Challenges:
(a) Reproduce everything in the integer overflow excerpt from "Now obviously bignum" down to "realize it can’t.".
(b) List every line in the listing that contains the word "Task".

Document excerpt:
•••

Now obviously bignum doesn’t solve all our problems, but it does solve one, which is already easy to miss:
scala> 65536*65536
res0: Int = 0
Apparently 65536 is a divisor of 0. You might think it’s obvious, but then it’s not immediately obvious the following C procedure does NOT compute factorial function:
int factorial(int n) {
int res = 1;
while(n>0) { res *= n ; n--; }
return res;
}
But it takes no time to see it doesn’t and maybe a moment to realize it can’t.

•••

Data listing:
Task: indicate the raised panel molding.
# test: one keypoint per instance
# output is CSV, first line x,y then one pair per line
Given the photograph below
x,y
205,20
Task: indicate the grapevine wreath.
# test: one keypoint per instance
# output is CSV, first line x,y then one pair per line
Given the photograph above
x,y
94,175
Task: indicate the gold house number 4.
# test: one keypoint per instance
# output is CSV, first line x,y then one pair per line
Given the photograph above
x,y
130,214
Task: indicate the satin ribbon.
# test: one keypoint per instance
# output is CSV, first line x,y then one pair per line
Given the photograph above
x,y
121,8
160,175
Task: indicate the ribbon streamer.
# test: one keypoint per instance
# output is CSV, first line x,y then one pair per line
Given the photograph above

•••

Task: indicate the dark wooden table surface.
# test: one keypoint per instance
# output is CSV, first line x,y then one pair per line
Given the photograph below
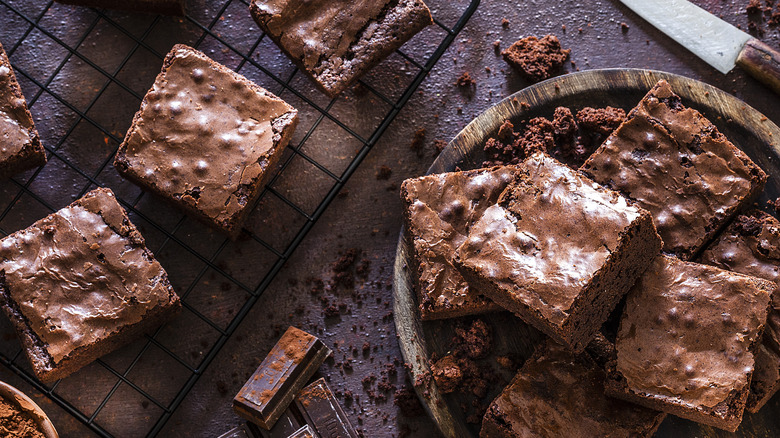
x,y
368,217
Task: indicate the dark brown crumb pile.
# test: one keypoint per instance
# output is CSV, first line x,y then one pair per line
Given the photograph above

•••

Correct answers:
(a)
Now obviously bignum doesn’t solve all our problems, but it does solve one, which is already easy to miss:
scala> 65536*65536
res0: Int = 0
Apparently 65536 is a divisor of 0. You might think it’s obvious, but then it’s not immediately obvious the following C procedure does NOT compute factorial function:
int factorial(int n) {
int res = 1;
while(n>0) { res *= n ; n--; }
return res;
}
But it takes no time to see it doesn’t and maybe a moment to realize it can’t.

(b)
Task: indicate the raised panel molding.
Task: indicate the grapevine wreath.
Task: indicate the gold house number 4.
Task: indicate the satin ribbon.
Task: indicate the ribbon streamer.
Task: indicate the dark wooden table surface.
Task: indicate the dark brown crumb pile.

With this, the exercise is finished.